## YOUR OBJECTIVE
Give the data below as a CSV with the two columns instruction and answer, one row for each instruction alongside its answer. Put every value in a single quoted field, replacing line breaks with spaces.
— Begin DATA IN THIS EXERCISE —
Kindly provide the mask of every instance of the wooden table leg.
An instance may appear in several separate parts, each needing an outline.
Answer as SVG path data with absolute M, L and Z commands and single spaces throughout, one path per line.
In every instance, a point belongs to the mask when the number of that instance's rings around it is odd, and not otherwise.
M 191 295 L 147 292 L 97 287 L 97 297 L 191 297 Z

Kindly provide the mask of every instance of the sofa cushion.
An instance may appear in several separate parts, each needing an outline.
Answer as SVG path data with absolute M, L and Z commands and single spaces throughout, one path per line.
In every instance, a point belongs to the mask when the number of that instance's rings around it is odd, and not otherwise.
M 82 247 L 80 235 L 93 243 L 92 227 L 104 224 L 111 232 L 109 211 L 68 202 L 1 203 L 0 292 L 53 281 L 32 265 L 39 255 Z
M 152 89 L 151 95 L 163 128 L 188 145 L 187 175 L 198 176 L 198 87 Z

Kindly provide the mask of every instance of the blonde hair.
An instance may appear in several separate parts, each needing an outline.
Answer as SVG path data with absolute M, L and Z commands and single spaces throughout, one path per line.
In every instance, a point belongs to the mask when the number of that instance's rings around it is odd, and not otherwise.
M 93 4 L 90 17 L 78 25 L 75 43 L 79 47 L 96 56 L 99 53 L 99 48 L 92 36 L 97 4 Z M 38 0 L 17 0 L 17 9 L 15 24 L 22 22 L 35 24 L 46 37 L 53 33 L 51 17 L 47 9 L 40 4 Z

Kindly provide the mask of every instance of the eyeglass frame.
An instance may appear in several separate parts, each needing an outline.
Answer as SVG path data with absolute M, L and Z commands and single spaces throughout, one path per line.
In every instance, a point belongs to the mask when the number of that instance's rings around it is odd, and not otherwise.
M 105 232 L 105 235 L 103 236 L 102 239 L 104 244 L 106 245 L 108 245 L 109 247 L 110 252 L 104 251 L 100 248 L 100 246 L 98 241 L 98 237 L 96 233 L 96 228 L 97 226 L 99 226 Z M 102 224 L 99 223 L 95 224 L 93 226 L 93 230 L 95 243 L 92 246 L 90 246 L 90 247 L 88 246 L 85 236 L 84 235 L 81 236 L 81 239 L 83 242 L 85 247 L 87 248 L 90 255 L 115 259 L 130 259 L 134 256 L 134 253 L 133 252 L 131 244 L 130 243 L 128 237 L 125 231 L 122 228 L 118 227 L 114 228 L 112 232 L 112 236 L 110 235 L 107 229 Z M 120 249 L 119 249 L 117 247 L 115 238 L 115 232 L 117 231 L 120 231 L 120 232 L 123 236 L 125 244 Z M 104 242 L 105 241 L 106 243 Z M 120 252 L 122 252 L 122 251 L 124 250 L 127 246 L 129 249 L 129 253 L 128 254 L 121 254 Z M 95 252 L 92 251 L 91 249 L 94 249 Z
— End DATA IN THIS EXERCISE —
## WRITTEN SOLUTION
instruction,answer
"Kindly provide the mask of every instance of the wooden table leg. An instance may appear in several separate parts, each needing an outline. Answer as SVG path data with absolute M, L and Z commands and single spaces throughout, one path per line. In every instance, a point belongs to the mask when the number of that instance's rings around it is odd, and not otherwise.","M 191 295 L 147 292 L 97 287 L 97 297 L 191 297 Z"
"Kindly provide the mask of every instance of the sofa cushion. An instance may appear in several separate parts, each needing an outline. Answer as SVG path data with absolute M, L and Z commands and single spaces throughout, one path per line. In every instance, a point belongs to the mask when the number of that instance's rings around it is odd, and not otherwise.","M 82 247 L 80 235 L 93 243 L 92 227 L 104 224 L 111 232 L 109 211 L 68 202 L 1 203 L 0 292 L 53 281 L 32 265 L 39 255 Z M 152 89 L 151 95 L 163 128 L 188 145 L 187 175 L 198 176 L 198 87 Z"
"Kindly provide the mask of every instance of the blonde hair. An instance may appear in several separate parts, each needing an outline. Answer as SVG path data with absolute M, L and Z commands and single spaces throughout, one path per line. In every instance, a point belongs to the mask when the number of that instance's rings around it is odd, and not otherwise.","M 93 4 L 90 17 L 78 25 L 75 43 L 79 47 L 96 56 L 99 53 L 99 48 L 92 36 L 97 4 Z M 38 0 L 17 0 L 17 9 L 15 24 L 22 22 L 35 24 L 46 37 L 53 33 L 51 17 L 47 9 L 40 4 Z"
"Kindly provide the mask of every instance of the eyeglass frame. An instance may appear in several separate parts, each needing an outline. Answer as SVG path data with absolute M, L and Z commands and single spaces throughout, one path per line. In every instance, a point belongs to the mask when the number of that instance's rings around it is odd, and not otherwise.","M 105 232 L 105 235 L 103 236 L 102 239 L 104 244 L 106 245 L 108 245 L 109 247 L 110 252 L 104 251 L 100 248 L 100 246 L 98 241 L 98 237 L 96 233 L 96 228 L 97 226 L 99 226 Z M 102 224 L 99 223 L 95 224 L 93 226 L 93 230 L 95 243 L 92 246 L 90 246 L 90 247 L 88 246 L 85 236 L 84 235 L 81 236 L 81 239 L 83 242 L 85 247 L 87 248 L 90 255 L 115 259 L 130 259 L 134 256 L 134 253 L 133 252 L 131 244 L 130 243 L 128 237 L 125 231 L 122 228 L 118 227 L 114 228 L 112 232 L 112 236 L 110 235 L 107 229 Z M 120 249 L 119 249 L 117 247 L 115 238 L 115 232 L 117 231 L 120 231 L 120 232 L 123 236 L 125 244 Z M 104 242 L 105 241 L 106 243 Z M 120 252 L 122 252 L 122 251 L 124 250 L 127 246 L 129 249 L 129 253 L 128 254 L 121 254 Z M 95 252 L 92 251 L 91 249 L 94 249 Z"